> [Prompt]
Could you write out this data again with "Tag" swapped for "Mark" everywhere it occurs, leaving everything else unchanged?

*-*-*

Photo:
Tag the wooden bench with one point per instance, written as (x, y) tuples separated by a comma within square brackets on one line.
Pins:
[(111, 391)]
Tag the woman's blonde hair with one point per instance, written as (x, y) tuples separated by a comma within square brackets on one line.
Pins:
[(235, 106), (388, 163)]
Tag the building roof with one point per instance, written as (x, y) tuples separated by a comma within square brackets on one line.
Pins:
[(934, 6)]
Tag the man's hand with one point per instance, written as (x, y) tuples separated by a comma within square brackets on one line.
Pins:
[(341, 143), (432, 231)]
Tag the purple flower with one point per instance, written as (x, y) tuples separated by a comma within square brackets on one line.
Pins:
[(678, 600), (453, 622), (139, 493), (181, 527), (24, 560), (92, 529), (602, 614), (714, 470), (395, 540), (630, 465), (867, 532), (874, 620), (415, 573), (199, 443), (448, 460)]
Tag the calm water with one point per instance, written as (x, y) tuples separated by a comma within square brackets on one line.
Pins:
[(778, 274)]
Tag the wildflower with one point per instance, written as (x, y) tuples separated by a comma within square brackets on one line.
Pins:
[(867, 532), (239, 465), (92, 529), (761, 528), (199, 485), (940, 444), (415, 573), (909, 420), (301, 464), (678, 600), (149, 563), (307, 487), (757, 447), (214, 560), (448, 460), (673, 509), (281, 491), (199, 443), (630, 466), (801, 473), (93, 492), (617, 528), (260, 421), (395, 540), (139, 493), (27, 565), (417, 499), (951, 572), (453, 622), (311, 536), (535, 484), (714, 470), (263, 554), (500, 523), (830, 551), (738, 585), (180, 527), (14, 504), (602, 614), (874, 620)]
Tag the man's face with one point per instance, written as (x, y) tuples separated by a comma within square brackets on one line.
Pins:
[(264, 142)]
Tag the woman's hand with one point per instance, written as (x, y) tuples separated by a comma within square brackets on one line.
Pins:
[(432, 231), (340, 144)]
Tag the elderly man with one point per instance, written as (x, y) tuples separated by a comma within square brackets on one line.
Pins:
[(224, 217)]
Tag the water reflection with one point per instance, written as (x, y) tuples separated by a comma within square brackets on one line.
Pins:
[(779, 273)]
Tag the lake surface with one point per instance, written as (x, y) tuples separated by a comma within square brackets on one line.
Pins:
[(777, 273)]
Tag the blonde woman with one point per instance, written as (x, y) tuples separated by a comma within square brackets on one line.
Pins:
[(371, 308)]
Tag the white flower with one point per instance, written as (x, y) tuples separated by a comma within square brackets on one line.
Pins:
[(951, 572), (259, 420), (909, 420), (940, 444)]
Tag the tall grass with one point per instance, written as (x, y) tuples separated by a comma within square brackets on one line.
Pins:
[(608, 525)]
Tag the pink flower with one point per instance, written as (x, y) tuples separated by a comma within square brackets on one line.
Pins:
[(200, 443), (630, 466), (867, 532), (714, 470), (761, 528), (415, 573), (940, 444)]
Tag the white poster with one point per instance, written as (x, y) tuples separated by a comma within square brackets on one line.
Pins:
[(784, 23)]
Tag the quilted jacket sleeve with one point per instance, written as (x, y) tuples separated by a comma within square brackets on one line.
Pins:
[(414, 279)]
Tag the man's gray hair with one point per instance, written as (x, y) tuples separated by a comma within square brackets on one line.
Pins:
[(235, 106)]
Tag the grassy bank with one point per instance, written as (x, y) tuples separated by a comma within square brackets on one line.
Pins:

*-*-*

> [Complete answer]
Photo:
Mark the wooden bench with one point per instance, written as (x, y) tuples separated by a comma within square brackets on one line.
Pins:
[(111, 391)]
Mark the woman's blonde hair with one point per instance, written as (x, y) tuples separated by a comma within square brackets on one line.
Pins:
[(235, 106), (388, 163)]
Mark the building roof with one point per instance, written as (x, y) tuples separated by a comma within square brackets on one line.
Pins:
[(934, 6)]
Mark the man's hand with one point per instance, written as (x, y) tuples separated by a comma within square brackets on one line.
Pins:
[(341, 143), (432, 231)]
Mark the purple flower with one point per instance, written as (x, y) tuples separated by a comma within square brackets on one line.
Pins:
[(678, 600), (453, 622), (139, 493), (181, 527), (24, 560), (92, 529), (602, 614), (714, 470), (395, 540), (630, 465), (867, 532), (874, 620), (415, 573), (199, 443), (448, 460)]
Mark the calm water with one point per instance, written as (x, y) tuples separated by a comma within square brackets on one line.
Pins:
[(778, 274)]
Mark the wildflower with one point per instance, written as (x, y) tuples separated by a comma within square brackets on one line.
Pins:
[(867, 532), (239, 465), (92, 529), (761, 528), (199, 485), (940, 444), (415, 573), (909, 420), (301, 464), (678, 600), (149, 563), (307, 487), (757, 447), (214, 560), (448, 460), (673, 509), (281, 491), (199, 443), (630, 466), (801, 473), (93, 492), (617, 528), (260, 421), (395, 540), (139, 493), (27, 565), (417, 499), (951, 572), (453, 622), (311, 536), (535, 484), (714, 470), (263, 554), (500, 523), (830, 551), (738, 585), (180, 527), (14, 504), (602, 614), (874, 620)]
Mark the man's face with one point per instance, written as (x, y) tuples separated by a comma within square brackets on one line.
Pins:
[(264, 142)]
Mark the woman's hand with one point per instance, written as (x, y) tuples separated by a comma within square brackets on one line.
Pins:
[(432, 231), (340, 144)]
Mark the elderly man with one point per instance, written as (x, y) tuples separated by a comma within square brackets on one line.
Pins:
[(224, 217)]
Mark the water reflection with one point per instance, written as (x, y) tuples separated by a comma within square brackets on one line.
Pins:
[(779, 273)]
Mark the lake surface with one point per instance, written as (x, y) tuples separated by a comma within square brackets on one line.
Pins:
[(777, 273)]
Mark the blonde woman with one point per instance, written as (x, y) tuples separated by a comma within square brackets on one line.
Pins:
[(371, 308)]
Mark the white flower with one point per instance, written as (x, y) tuples separated by a comma within square brackets on one line.
Pins:
[(951, 572), (259, 420), (909, 420), (940, 444)]
Mark the tall grass with one point per instance, written as (x, y) tuples separated by a comma within square brackets on one line.
Pins:
[(608, 525)]
Mark the pink flower with one point per instance, written as (x, y) tuples separated by a comma within square brackets on one line.
Pins:
[(200, 443), (630, 466), (867, 532), (714, 470), (761, 528), (415, 573), (940, 444)]
Mark the white poster with one point per instance, written as (x, y) tuples separated by a comma within square brackets on one line.
Pins:
[(784, 23)]
Mark the quilted jacket sleeve with one point per instance, written as (x, y) tuples separated by a comma within square brackets on one line.
Pins:
[(414, 279)]
Mark the man's gray hair with one point per instance, written as (x, y) tuples separated by a comma within square brackets on one line.
Pins:
[(235, 106)]
Mark the grassy bank with one point per instance, written as (x, y) tuples separated by a comma within square brackets on one line.
Pins:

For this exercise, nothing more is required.